Rows from a dataset:

— BEGIN —

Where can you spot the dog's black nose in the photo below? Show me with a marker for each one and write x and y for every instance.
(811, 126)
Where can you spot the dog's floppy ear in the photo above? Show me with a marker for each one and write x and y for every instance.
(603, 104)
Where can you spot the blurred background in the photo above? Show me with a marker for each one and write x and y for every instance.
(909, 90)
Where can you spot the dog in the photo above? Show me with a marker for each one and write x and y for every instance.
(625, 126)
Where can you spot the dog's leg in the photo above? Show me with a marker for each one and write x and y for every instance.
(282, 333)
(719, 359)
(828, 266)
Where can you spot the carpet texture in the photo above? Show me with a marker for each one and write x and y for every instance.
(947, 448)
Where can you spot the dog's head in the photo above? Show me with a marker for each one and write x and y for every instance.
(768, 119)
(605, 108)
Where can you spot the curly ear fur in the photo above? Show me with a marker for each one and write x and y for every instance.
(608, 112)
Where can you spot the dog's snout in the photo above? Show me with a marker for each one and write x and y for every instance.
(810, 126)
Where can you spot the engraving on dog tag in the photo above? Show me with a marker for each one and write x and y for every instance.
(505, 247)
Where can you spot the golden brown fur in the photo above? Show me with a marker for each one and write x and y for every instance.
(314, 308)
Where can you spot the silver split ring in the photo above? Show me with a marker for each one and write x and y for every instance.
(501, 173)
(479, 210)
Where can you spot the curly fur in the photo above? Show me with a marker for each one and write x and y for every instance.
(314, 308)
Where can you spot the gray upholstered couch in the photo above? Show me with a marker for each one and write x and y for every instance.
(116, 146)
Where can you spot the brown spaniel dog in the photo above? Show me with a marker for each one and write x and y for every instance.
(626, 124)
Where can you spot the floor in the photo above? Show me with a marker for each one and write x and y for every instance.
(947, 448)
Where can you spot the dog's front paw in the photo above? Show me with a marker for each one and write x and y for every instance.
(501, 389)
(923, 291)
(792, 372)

— END —

### [The exercise]
Update the rows above by replacing every "marker" with "pin". Leave everything else unchanged.

### [Solution to the problem]
Where can you spot the dog's black nose in the photo below? Show me with a pin for each one and write x and y for every instance.
(811, 126)
Where can you spot the dog's floppy ear in the photo above? Show me with a pin for each one and write x and y for every instance.
(603, 104)
Where can you spot the blurred background in the photo above? Show me with a pin for each one and write x and y for every instance.
(909, 90)
Where can you spot the dog in the photo above? Show me with a pin for each one and write x and y for every instance.
(625, 126)
Where can you spot the dog's leg in the photo above? Show me with a pin for each one and write x and y for every instance.
(282, 333)
(719, 359)
(828, 266)
Where can you spot the carpet texture in the photo above? Show me with a pin for each one and write x and y for every instance.
(947, 448)
Where can you spot the dog's head in the photo above? Show me with a pin for each one and write x and y for every instance.
(768, 119)
(605, 108)
Where can you spot the curly ear fur in the photo above? Show me with a pin for each one and write x and y for every instance.
(608, 112)
Where can you spot the dog's snout in the photo above? Show me with a pin for each one and write x and y for every instance.
(810, 126)
Where can you spot the engraving on dog tag in the photo above? Show me with a pin for each one and write x and y for every instance.
(505, 247)
Where can you spot the golden brown fur in the photo above? Show me with a pin for each one and write x and y for every instance.
(314, 308)
Where can you spot the silver split ring in the photo above? Show me with a pin for each one and write x and y for every instance.
(501, 173)
(479, 210)
Where can you spot the curly fur in the photo above? Show me with a pin for each one and write x and y for every instance.
(314, 308)
Where can you spot the gray upholstered couch in the photo above? Show me with a pin for each one and write x and y for every instance.
(116, 146)
Where can you spot the brown spaniel dog in the photo above? Show me with a pin for each one and write x and y for every instance.
(626, 124)
Where can you spot the floor in the photo above? Show me with a pin for each one and write x and y for every instance.
(947, 448)
Where can you spot the dog's front paw in the photo above? Show me with a pin for each one and write x and y for every instance.
(501, 389)
(923, 291)
(792, 372)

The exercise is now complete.